── TEXTAUSZUG ──
Aus dem Gerichtssaal

Opfer oder Schlamper?

von Redaktion

Ein Steuerberater stellte einfach seine Tätigkeit ein und war für seine Kundschaft nicht mehr zu erreichen. Dieses Verhalten führte ihn jetzt vor das Amtsgericht Rosenheim.

Rosenheim – Bis zum Jahre 2014 war, nach allgemeiner Aussage aller Zeugen, der angeklagte ehemalige Steuerberater zur vollsten Zufriedenheit seiner Mandanten tätig. Im August 2014 soll er jedoch plötzlich abgetaucht sein. Er war für keinen seiner Mandanten mehr zu erreichen. Und wenn doch, dann nur unter großen Mühen. Der Grund für dieses Verhalten konnte letztlich nicht geklärt werden.

Das konnte dem Strafrichter letztlich egal sein. Jedoch hat ein Steuerberater auch Pflichten. So die Verpflichtung, ihm überlassene Unterlagen nach Beendigung der Mandantschaft wieder herauszugeben.

Eine Reihe von ehemaligen Kunden berichteten, wie sie über zwei Jahre immer wieder vergeblich versucht hatten, den Angeklagten zu erreichen. Und wenn dies tatsächlich gelungen war, habe er auf ihre Bitten, die Unterlagen herauszugeben, einfach nicht reagiert, beziehungsweise vereinbarte Treffen platzen lassen.

Und hier beginnt es strafrechtlich akut zu werden. Ein Steuerberater, der dies ohne ausreichende Begründung unterlässt, macht sich entsprechend Paragraf 274 Strafgesetzbuch strafbar. Das kann Strafen bis zu fünf Jahren Haft nach sich ziehen.
───
── DATEN ZUR ANALYSE ──
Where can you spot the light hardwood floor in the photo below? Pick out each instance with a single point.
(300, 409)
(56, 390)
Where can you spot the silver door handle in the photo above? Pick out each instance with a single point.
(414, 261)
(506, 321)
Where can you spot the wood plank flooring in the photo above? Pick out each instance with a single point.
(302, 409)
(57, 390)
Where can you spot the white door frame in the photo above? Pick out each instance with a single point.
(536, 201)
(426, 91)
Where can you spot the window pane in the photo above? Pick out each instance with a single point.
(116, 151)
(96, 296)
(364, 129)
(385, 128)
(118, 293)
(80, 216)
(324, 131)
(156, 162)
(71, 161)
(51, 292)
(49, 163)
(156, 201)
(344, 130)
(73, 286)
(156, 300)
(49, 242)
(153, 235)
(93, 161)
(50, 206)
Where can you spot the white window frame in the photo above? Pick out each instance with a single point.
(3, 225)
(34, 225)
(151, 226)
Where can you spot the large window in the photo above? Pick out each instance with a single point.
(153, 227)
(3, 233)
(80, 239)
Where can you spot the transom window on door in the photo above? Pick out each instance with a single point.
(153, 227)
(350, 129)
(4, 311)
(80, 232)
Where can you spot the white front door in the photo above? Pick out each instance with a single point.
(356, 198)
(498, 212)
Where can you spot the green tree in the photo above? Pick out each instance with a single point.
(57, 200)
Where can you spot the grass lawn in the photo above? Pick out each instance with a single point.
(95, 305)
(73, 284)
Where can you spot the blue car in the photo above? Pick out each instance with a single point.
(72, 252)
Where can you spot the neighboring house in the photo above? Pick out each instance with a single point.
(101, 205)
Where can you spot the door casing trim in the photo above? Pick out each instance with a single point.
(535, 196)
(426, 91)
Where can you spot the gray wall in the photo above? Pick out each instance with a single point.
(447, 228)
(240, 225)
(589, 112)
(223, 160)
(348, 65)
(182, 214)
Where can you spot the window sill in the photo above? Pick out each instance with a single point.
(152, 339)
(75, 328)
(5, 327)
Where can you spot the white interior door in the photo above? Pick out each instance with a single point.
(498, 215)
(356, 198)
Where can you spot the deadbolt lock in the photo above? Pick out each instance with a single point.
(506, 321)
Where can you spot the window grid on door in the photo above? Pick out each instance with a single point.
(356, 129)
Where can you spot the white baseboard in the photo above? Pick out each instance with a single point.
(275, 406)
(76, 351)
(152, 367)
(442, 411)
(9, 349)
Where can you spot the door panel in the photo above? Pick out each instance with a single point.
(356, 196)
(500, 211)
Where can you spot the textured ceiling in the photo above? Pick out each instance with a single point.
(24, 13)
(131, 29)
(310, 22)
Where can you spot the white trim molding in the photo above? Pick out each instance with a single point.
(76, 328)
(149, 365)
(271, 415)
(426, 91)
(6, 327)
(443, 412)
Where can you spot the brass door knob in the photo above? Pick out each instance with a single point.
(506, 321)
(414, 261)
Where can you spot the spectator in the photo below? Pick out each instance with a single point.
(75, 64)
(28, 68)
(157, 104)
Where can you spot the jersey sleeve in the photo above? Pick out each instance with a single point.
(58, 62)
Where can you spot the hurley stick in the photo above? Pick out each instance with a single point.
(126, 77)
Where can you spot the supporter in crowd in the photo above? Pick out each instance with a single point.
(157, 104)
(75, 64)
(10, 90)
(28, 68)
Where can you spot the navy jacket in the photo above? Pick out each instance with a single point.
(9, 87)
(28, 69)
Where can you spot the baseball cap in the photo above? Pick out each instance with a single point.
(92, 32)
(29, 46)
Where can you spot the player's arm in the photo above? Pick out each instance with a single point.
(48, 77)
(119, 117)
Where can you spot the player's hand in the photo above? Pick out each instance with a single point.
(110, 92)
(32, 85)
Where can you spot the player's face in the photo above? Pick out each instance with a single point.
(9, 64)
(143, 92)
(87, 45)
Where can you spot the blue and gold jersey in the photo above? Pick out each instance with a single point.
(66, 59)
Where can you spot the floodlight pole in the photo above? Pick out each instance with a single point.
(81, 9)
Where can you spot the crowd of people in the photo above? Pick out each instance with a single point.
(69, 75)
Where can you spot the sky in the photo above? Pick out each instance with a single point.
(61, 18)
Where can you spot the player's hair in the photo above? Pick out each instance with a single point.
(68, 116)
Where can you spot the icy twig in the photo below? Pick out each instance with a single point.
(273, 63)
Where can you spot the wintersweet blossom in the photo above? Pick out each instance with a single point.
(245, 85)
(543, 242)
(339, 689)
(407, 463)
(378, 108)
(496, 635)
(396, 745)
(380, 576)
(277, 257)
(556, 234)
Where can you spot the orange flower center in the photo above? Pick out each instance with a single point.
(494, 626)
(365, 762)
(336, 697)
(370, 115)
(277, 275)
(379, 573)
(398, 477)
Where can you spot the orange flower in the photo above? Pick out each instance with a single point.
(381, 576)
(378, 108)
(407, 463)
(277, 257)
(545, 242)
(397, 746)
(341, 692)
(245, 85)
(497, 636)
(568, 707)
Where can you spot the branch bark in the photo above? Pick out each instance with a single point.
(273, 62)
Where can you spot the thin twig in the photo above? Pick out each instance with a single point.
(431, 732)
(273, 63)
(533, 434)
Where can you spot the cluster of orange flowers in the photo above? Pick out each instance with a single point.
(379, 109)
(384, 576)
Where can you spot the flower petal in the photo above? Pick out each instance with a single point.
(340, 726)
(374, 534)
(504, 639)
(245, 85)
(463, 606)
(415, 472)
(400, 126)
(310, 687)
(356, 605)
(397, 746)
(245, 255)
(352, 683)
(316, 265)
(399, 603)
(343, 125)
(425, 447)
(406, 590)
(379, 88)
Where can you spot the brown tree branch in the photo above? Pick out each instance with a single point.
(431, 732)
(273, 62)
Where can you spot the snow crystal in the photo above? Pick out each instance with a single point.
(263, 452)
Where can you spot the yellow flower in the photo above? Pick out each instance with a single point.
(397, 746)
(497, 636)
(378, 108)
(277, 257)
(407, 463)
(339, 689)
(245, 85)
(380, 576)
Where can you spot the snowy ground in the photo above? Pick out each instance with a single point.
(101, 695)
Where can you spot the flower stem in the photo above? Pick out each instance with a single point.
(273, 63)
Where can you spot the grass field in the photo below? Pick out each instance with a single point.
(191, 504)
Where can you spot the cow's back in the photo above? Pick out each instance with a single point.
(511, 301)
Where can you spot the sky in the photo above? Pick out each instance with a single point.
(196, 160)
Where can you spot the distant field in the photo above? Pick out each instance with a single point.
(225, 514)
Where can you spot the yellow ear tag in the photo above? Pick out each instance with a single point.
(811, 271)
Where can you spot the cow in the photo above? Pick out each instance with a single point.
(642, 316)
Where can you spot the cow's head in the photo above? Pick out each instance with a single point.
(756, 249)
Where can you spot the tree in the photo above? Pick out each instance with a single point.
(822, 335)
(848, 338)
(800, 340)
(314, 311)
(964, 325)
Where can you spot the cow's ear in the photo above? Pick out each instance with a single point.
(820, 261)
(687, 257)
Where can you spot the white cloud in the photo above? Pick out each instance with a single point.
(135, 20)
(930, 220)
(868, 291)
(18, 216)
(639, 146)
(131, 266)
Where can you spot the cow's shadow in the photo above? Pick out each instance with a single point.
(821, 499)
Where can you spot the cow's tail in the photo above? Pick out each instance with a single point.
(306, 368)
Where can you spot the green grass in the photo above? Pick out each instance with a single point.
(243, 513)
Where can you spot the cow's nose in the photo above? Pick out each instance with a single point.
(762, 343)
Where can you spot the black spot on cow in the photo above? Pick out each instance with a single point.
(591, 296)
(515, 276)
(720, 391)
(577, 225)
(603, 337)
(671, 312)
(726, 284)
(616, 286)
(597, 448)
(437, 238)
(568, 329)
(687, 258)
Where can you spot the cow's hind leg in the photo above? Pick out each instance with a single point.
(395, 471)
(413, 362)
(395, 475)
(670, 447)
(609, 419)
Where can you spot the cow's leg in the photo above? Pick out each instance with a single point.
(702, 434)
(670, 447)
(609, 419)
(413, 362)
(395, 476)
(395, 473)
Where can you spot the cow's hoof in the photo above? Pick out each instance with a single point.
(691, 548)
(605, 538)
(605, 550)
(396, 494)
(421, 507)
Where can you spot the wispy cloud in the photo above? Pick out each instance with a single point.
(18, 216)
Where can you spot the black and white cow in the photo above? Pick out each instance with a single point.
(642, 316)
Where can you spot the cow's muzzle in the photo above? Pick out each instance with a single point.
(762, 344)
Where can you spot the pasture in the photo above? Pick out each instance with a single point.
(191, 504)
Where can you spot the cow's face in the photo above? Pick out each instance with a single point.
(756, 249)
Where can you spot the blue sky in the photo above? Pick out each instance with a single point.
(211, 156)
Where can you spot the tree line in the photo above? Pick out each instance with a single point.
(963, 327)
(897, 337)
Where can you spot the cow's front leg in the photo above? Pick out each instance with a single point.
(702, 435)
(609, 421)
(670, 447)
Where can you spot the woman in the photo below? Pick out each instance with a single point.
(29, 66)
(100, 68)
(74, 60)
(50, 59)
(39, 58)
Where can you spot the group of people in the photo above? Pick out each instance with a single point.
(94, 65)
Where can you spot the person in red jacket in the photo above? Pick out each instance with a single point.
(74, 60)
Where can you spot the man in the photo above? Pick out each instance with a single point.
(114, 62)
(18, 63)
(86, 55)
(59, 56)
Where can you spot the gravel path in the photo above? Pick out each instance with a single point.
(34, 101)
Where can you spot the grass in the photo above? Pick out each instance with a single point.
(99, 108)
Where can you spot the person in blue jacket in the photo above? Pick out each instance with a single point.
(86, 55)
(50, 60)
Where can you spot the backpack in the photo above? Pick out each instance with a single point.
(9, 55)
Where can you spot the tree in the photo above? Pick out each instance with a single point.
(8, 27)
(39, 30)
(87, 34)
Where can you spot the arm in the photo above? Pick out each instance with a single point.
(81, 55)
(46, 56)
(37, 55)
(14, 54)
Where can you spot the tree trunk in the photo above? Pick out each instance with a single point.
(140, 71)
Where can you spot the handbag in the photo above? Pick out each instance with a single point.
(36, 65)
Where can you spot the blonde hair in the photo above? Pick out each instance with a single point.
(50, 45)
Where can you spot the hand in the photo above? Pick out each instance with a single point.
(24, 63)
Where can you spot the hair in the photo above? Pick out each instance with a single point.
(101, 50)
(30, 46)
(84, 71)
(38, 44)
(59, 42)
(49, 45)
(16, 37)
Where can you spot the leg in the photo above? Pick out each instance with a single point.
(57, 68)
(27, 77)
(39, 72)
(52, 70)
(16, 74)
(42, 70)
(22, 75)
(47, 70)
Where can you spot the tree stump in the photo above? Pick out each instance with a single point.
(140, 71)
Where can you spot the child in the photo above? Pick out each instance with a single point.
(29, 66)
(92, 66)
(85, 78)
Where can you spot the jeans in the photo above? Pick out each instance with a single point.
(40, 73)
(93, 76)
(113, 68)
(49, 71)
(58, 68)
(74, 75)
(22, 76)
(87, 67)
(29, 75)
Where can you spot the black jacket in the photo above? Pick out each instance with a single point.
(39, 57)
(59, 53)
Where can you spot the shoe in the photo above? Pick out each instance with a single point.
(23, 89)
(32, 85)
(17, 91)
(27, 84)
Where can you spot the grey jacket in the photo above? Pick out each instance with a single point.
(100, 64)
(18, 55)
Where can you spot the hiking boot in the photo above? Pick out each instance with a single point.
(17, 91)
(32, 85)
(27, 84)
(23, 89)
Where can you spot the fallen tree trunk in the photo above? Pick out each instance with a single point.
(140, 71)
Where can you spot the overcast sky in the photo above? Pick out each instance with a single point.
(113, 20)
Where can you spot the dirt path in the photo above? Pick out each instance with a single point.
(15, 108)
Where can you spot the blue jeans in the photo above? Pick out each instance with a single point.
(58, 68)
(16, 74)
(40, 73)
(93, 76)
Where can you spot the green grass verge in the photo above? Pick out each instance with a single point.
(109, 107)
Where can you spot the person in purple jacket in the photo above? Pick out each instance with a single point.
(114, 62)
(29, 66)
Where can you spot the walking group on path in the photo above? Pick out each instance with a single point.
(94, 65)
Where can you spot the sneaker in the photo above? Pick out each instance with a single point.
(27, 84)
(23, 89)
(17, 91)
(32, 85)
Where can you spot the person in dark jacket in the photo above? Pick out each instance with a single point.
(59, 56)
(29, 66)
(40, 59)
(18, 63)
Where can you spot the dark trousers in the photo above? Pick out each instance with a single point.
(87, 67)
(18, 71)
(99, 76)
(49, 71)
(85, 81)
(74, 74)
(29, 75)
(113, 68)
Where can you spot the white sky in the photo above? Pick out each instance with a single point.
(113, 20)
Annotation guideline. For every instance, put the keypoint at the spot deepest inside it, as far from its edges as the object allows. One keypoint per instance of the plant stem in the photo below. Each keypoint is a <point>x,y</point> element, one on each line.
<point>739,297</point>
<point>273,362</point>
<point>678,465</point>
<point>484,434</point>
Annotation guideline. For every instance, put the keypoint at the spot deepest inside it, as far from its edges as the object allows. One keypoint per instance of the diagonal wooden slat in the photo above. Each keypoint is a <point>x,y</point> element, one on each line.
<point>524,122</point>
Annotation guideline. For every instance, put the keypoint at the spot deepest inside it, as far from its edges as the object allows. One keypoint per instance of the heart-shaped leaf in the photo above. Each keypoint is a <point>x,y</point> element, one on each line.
───
◆ AUFGABE: Schreiben Sie den Textauszug über den Steuerberater vor dem Amtsgericht Rosenheim vollständig und unverändert ab.

◆ IHRE ANTWORT:
Aus dem Gerichtssaal

Opfer oder Schlamper?

von Redaktion

Ein Steuerberater stellte einfach seine Tätigkeit ein und war für seine Kundschaft nicht mehr zu erreichen. Dieses Verhalten führte ihn jetzt vor das Amtsgericht Rosenheim.

Rosenheim – Bis zum Jahre 2014 war, nach allgemeiner Aussage aller Zeugen, der angeklagte ehemalige Steuerberater zur vollsten Zufriedenheit seiner Mandanten tätig. Im August 2014 soll er jedoch plötzlich abgetaucht sein. Er war für keinen seiner Mandanten mehr zu erreichen. Und wenn doch, dann nur unter großen Mühen. Der Grund für dieses Verhalten konnte letztlich nicht geklärt werden.

Das konnte dem Strafrichter letztlich egal sein. Jedoch hat ein Steuerberater auch Pflichten. So die Verpflichtung, ihm überlassene Unterlagen nach Beendigung der Mandantschaft wieder herauszugeben.

Eine Reihe von ehemaligen Kunden berichteten, wie sie über zwei Jahre immer wieder vergeblich versucht hatten, den Angeklagten zu erreichen. Und wenn dies tatsächlich gelungen war, habe er auf ihre Bitten, die Unterlagen herauszugeben, einfach nicht reagiert, beziehungsweise vereinbarte Treffen platzen lassen.

Und hier beginnt es strafrechtlich akut zu werden. Ein Steuerberater, der dies ohne ausreichende Begründung unterlässt, macht sich entsprechend Paragraf 274 Strafgesetzbuch strafbar. Das kann Strafen bis zu fünf Jahren Haft nach sich ziehen.